- [Source]
** Begin **
Thus indifference to reopening it is turning it into a fan endurance test. There ain’t no fighting entropy ! :smiley:

So, at last a view inside the weird and wonderful of zynthian-amp4.local to it’s friends. . .

I intend to try to mount banana pillars on to the fan face as well to avoid the irritations of having to take a screwdriver along with it, but it’s nice to have a 60W zynthian which I can drive from an hdmi terminal and a mouse.

For those that tend more towards the wanton destruction end of the dark underbelly of zynthian development, I include a picture from the Ever expanding dungeons of shame for the following, harrowing picture of a BC108 living vicariously from a meagre 3.3v being made to work in unspeakable conditions by harsh unfeeling users, with nothing but a 680 ohm resistor to keep it company . . . .
** End **
- [Recorded information]
** Begin **
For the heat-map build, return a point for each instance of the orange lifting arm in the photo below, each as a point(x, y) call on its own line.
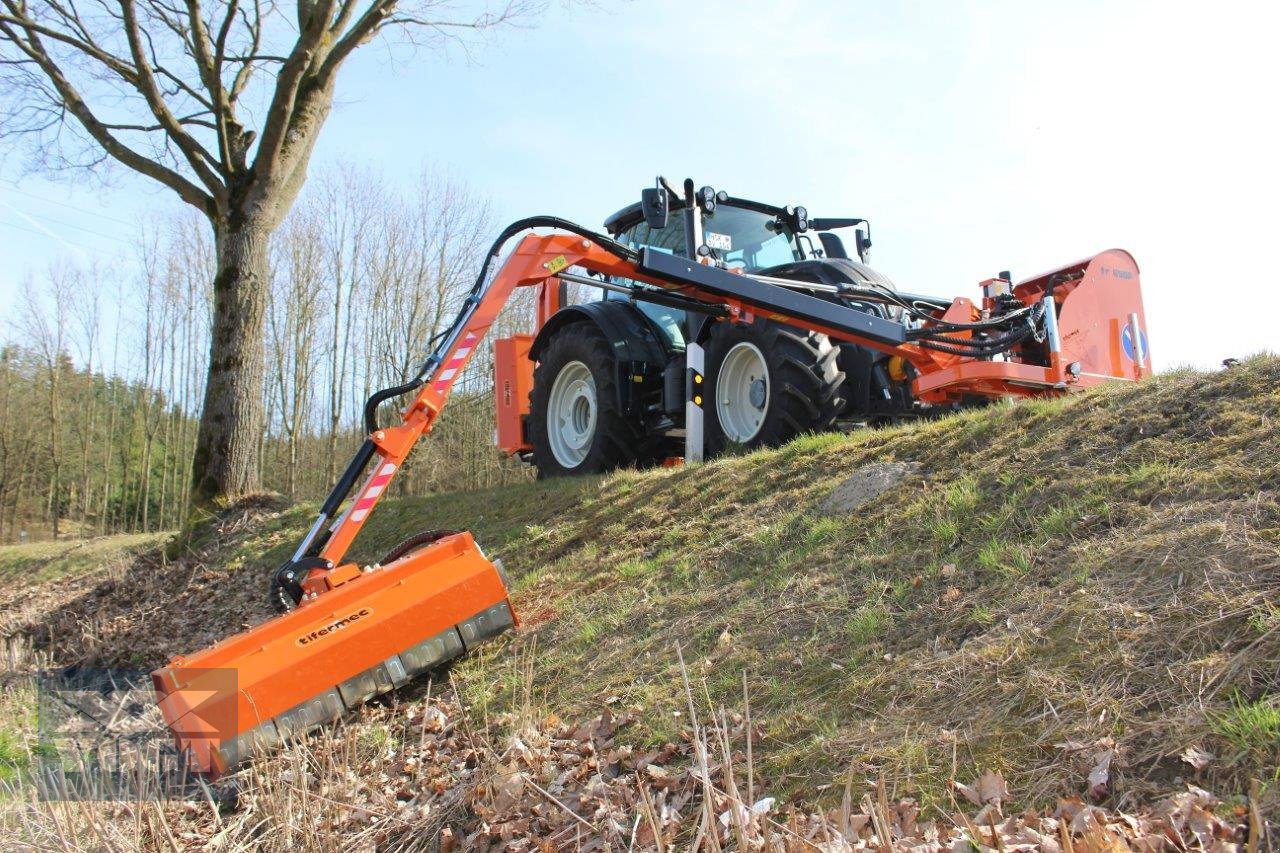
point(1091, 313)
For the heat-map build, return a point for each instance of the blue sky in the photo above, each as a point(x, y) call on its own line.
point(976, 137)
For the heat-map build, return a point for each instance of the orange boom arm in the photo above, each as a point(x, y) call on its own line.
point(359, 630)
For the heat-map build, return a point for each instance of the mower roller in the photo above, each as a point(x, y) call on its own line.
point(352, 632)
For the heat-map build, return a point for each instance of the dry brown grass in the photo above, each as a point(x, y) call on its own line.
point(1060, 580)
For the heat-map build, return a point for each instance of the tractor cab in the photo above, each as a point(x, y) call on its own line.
** End **
** Begin **
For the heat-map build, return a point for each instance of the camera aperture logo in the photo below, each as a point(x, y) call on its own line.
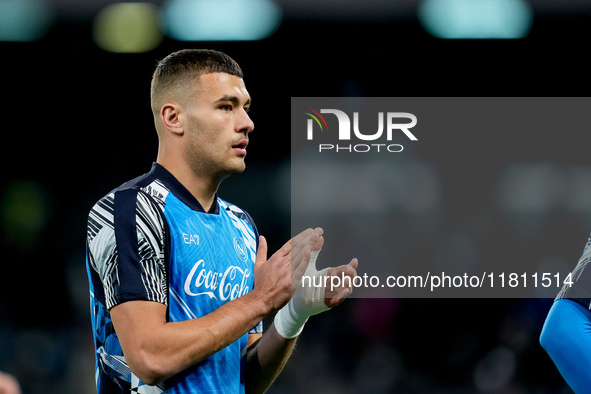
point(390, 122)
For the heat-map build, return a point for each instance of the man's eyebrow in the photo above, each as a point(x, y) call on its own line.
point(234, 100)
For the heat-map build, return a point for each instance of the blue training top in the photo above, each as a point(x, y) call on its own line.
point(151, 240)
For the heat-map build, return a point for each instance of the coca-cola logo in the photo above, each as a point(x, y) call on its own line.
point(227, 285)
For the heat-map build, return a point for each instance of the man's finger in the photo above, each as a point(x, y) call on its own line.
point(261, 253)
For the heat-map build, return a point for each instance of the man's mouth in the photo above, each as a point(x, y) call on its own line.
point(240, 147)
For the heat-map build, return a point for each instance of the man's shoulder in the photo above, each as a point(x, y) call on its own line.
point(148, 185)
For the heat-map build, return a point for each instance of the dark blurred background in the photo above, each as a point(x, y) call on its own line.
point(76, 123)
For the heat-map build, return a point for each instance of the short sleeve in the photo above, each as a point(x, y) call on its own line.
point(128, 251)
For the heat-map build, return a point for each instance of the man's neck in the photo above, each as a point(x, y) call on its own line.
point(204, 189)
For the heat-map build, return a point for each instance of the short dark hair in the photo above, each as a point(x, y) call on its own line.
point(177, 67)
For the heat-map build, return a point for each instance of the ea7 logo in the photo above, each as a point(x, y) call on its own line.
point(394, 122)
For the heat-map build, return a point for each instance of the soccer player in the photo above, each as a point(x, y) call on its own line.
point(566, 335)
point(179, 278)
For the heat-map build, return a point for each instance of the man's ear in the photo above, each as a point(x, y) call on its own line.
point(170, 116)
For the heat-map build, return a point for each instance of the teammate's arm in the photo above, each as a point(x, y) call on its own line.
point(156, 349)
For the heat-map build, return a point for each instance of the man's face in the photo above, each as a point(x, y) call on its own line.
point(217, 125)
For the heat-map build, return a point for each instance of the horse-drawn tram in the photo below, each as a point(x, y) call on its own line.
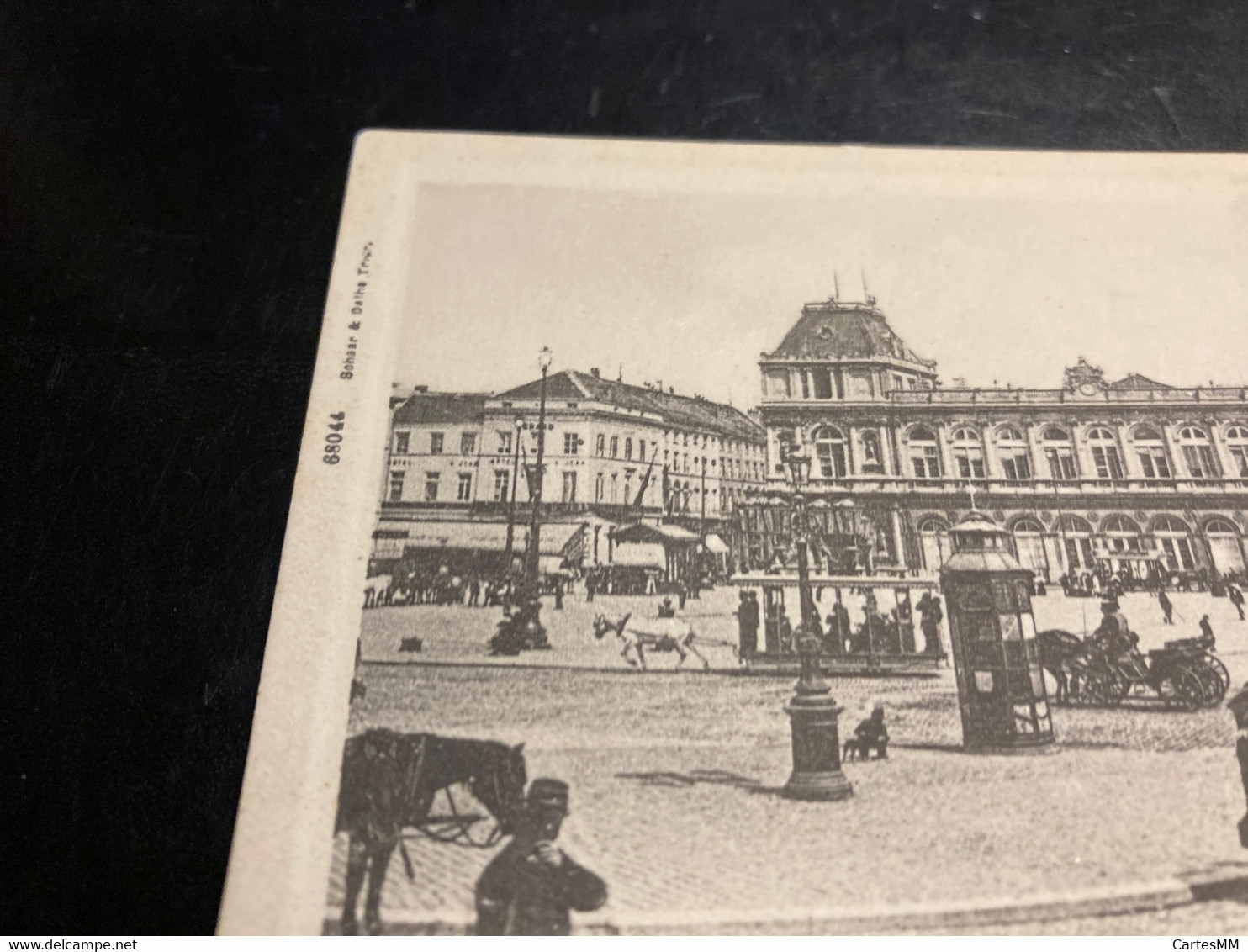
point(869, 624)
** End **
- [Task requirements]
- 1) In the zynthian build post, what value of resistor is paired with the BC108?
- 2) Continue the zynthian build post from its last sentence, keeping its casual, joking tone.

- [Answers]
- 1) A 680 ohm resistor.

- 2)
image

Course if I need an excuse to try it on 5V to see if we can actually reduce the fan life at the expense of some noise. . .

Decisions, decisions. . . …

A raven slowly flaps across shot, caws once and exits stage left bared by a pursuit. . .

Well it seems that 5V gets it down to a temperature where it will switch off, after bringing it down from 60 degrees. Obviously it only needs to touch 50 degrees to turn off the fan, and let it cycle. I’ll let it amble along with no load on it ( No irritating MIDI or audio playback/record going on…) if it doesn’t need to turn the fan on then that looks pretty optimal. Well done Daniel :slight_smile:

Don’t reckon the banana connectors are viable in the available space.
The next attachment would seem to be a mono guitar lead to USB as a pure input.
This has all the makings of a PA. . . .

Entropy, entropy, they’ve all got (it) entropy!

has Carry On made it to the outside world …?

Things have ,as they inevitably do, moved on in this regard and this is now handled by a zynthian module…

whih is fired up by a systemd service…

It’s now moved to GPIO 13 by default but lives nicely within the zynthian infrastructure.

given the noise of the fan in my configuration I would lke access to the temperature thresholds via something webconfish but such real estate is a valuable resource so I might just have to cobble the individual file.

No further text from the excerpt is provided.